Tasks:
a – According to the Sonic Adventure article, in what year did Sonic Adventure DX come out on the Gamecube?
b – Return the part of the Sonic Adventure article from "Ten years can" up to and including "all major publications.", copied word for word.

Selected text:
____________________

The game that made Sonic what he is today – for better or worse.
Ten years can do a lot to change our perception of something. In 1999, we saw the release of Sonic Adventure, one of Sega and Sonic Team’s most ambitious games of that era. When you consider the scope of platformer games at the time, such as Crash Bandicoot or Banjo-Kazooie, the scale of Sonic Adventure was impressive. Six different characters, each with their own unique gameplay style, at least one hour of fully-voiced real-time cinematics, no fewer than eight monstrous hub-world maps, thirteen multi-part levels, a fleshed out virtual pet simulator… the list goes on. Sonic Adventure was a big deal, and its review scores for the era reflected that, with high marks from virtually all major publications.
But the ravages of time have not been kind to Sonic Adventure. By 2003′s Gamecube re-release in the form of Sonic Adventure DX, review scores were already slipping. Next to titles like Super Mario Sunshine and Sly Cooper, Sonic Adventure‘s archaic flaws stuck out like a sore thumb, and the half-hearted effort to spruce up the game’s visual fidelity did nothing to alleviate poor collision detection, bad voice acting, or dated animation. That brings us to the present: the latter half of the year 2010 – over 10 years since Sonic Adventure‘s original release. If Sonic Adventure was already looking dated in 2003, by today’s standards, it’s practically a dinosaur. In fact, by today’s standards, Sonic Adventure is almost as buggy and as broken as the legendary “Sonic 2006“. Both, not coincidentally, were the first Sonic games of a new generation; during a period where everybody was trying to figure out what, exactly, to do with all of this new technology. Both games were quite clearly rushed to market before they were fully completed. The key difference being, of course, that at the time, nobody had seen a game like Sonic Adventure before, so its faults were easier to overlook. When it came time for Sonic 2006, most were not willing to be so forgiving – and with good reason. It is with these same unforgiving eyes that we turn back to Sonic Adventure.

____________________

Excerpted data:
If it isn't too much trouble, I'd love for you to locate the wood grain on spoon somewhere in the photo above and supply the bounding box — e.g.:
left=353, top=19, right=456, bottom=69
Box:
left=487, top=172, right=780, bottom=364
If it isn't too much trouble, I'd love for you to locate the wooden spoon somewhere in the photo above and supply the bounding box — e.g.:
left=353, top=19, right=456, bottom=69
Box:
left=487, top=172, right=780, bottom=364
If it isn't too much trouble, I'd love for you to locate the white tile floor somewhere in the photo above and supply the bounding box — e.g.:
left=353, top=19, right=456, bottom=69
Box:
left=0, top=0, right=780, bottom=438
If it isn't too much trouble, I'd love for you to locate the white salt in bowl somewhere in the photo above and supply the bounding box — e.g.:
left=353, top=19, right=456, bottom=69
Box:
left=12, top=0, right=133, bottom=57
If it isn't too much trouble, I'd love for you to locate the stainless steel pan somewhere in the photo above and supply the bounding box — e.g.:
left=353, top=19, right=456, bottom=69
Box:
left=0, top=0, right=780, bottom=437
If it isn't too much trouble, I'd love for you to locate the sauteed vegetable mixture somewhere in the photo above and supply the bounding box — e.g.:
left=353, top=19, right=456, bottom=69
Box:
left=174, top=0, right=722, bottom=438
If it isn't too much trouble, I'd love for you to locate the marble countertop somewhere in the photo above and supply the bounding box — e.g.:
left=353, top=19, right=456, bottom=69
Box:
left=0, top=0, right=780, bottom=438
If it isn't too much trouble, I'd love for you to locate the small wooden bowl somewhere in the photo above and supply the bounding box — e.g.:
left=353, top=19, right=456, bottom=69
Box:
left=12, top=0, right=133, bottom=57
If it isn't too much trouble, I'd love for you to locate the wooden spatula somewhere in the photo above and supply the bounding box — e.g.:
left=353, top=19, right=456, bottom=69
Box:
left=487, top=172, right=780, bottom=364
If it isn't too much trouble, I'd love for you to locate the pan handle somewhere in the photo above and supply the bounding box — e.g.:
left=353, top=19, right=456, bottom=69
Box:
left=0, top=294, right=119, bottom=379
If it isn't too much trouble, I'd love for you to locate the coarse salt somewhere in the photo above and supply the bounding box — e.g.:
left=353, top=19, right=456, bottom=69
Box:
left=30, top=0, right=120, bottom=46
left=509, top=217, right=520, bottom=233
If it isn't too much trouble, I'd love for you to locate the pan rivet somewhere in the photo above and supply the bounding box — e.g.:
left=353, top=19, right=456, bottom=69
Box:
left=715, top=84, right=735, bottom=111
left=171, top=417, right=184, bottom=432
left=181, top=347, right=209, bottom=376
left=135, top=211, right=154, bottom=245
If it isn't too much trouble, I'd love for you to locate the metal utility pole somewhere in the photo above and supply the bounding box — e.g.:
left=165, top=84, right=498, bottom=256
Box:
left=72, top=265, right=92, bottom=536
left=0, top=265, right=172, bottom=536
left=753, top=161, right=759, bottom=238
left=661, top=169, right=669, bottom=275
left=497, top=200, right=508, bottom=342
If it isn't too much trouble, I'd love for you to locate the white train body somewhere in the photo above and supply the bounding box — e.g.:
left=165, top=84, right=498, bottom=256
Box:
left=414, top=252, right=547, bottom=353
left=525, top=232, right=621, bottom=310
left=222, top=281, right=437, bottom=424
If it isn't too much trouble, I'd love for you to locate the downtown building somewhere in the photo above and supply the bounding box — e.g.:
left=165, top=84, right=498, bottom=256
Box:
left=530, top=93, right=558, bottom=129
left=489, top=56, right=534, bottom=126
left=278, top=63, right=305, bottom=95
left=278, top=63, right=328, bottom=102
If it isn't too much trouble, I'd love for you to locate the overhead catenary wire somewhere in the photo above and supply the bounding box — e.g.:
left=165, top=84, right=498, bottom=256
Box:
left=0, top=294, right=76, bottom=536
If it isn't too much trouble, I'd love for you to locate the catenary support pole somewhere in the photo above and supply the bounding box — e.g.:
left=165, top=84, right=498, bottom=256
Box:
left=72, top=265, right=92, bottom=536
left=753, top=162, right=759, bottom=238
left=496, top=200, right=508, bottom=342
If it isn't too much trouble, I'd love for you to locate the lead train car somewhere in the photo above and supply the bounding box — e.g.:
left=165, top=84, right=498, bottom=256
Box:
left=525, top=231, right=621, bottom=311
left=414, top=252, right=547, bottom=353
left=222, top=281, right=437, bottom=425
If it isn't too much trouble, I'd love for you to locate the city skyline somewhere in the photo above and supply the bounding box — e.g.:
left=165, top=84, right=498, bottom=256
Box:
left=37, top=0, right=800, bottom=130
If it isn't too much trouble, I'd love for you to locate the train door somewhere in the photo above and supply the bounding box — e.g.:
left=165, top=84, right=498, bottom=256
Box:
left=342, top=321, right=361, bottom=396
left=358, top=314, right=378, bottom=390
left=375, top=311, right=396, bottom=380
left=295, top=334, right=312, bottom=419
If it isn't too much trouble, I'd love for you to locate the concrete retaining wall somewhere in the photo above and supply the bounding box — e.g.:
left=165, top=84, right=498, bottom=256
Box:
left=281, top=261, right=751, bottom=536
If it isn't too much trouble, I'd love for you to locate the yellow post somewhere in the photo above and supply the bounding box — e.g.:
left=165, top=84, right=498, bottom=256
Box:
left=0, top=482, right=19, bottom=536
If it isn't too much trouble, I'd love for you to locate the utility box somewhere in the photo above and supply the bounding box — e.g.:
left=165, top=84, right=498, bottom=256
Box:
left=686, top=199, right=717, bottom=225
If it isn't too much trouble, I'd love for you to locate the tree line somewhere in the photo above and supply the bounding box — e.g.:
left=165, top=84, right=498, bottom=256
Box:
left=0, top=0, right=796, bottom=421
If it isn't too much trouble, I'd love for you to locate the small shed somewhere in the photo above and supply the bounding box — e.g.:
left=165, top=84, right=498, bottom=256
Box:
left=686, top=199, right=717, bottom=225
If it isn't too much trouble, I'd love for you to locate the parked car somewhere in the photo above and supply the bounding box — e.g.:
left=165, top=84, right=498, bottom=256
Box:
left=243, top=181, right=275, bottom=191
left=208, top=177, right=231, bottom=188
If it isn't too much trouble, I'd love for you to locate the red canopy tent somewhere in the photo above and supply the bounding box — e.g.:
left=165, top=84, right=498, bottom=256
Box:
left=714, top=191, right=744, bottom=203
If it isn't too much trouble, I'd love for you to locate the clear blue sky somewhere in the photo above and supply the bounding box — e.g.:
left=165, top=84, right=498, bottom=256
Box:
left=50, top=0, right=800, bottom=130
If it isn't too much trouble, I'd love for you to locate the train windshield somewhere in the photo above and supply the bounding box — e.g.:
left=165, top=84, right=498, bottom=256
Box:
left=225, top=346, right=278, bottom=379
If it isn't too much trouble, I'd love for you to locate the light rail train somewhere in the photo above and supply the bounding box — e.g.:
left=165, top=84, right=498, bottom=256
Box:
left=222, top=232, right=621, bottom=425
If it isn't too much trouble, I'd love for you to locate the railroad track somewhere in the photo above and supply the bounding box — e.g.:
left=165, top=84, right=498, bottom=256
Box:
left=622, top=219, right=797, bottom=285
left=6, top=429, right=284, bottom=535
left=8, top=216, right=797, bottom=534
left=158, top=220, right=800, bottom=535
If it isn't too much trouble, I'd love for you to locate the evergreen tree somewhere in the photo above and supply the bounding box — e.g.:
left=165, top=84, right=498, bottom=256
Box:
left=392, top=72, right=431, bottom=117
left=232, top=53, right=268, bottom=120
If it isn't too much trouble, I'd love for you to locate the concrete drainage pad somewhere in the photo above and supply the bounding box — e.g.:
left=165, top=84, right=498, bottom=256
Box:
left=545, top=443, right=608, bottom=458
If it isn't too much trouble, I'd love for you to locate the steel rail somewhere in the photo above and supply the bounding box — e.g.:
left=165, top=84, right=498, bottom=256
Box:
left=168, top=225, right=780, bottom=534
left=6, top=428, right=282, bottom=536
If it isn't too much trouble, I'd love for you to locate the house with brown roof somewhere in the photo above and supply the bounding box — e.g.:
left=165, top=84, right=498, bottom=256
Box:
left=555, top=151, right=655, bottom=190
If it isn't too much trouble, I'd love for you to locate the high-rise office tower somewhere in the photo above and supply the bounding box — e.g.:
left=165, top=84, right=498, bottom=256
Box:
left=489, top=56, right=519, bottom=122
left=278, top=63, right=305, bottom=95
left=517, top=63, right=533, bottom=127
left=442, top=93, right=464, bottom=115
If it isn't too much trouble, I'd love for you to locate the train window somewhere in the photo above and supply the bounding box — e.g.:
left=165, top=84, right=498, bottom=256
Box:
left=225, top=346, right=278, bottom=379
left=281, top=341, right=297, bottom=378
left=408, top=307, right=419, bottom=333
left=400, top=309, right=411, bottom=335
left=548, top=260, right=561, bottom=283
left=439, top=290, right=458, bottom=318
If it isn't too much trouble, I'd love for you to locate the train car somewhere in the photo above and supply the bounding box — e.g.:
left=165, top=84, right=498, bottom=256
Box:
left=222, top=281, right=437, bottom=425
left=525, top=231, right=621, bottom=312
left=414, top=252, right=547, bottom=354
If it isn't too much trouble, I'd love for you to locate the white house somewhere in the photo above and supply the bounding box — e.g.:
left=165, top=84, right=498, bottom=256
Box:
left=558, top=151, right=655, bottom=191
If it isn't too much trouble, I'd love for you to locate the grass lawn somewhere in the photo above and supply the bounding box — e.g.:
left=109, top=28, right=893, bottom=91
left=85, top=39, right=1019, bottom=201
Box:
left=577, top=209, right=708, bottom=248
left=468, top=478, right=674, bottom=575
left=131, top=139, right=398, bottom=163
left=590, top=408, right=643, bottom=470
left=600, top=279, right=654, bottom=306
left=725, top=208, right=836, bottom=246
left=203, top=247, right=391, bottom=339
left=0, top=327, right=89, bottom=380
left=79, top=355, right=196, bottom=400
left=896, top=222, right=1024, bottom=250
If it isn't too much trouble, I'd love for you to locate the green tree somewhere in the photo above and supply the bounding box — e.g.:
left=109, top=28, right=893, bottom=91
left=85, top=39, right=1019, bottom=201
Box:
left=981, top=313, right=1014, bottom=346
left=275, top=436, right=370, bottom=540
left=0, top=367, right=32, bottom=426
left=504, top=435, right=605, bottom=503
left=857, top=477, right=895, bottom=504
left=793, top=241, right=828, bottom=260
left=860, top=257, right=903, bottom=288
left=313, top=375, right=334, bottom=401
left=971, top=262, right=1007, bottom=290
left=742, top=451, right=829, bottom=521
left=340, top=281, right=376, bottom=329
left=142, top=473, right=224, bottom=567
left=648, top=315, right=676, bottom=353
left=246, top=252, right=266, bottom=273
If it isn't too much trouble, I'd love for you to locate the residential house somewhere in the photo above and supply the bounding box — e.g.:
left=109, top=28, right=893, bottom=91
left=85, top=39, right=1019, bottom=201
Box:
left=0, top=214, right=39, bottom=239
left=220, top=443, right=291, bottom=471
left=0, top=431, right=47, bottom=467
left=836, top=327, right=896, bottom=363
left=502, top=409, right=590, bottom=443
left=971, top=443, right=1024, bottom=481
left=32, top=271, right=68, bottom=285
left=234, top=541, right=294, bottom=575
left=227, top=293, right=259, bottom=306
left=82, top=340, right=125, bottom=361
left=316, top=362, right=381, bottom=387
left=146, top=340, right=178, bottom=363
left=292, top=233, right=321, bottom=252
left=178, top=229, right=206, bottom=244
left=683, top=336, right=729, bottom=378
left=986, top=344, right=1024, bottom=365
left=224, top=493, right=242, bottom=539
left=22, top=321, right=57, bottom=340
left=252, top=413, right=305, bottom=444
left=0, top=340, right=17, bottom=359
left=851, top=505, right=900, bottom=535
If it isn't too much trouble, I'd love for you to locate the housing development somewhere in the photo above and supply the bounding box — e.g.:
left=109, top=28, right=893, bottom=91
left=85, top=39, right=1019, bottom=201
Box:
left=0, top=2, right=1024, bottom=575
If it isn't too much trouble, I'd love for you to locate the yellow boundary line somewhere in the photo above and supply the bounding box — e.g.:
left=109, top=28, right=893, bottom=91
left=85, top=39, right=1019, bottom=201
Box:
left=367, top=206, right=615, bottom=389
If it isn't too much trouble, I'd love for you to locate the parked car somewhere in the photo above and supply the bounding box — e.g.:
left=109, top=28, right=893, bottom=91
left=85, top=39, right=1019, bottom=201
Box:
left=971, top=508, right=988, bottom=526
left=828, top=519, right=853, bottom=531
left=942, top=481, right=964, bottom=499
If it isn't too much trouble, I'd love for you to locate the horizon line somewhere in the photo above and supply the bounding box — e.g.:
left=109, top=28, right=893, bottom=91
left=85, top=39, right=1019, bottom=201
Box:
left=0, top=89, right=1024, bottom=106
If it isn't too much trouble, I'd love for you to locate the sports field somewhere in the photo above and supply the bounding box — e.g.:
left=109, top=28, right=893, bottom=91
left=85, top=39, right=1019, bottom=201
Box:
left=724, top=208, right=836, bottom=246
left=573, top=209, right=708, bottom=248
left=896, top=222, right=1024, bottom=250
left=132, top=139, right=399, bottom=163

____________________

Solutions to the exercise:
a – 2003

b –
Ten years can do a lot to change our perception of something. In 1999, we saw the release of Sonic Adventure, one of Sega and Sonic Team’s most ambitious games of that era. When you consider the scope of platformer games at the time, such as Crash Bandicoot or Banjo-Kazooie, the scale of Sonic Adventure was impressive. Six different characters, each with their own unique gameplay style, at least one hour of fully-voiced real-time cinematics, no fewer than eight monstrous hub-world maps, thirteen multi-part levels, a fleshed out virtual pet simulator… the list goes on. Sonic Adventure was a big deal, and its review scores for the era reflected that, with high marks from virtually all major publications.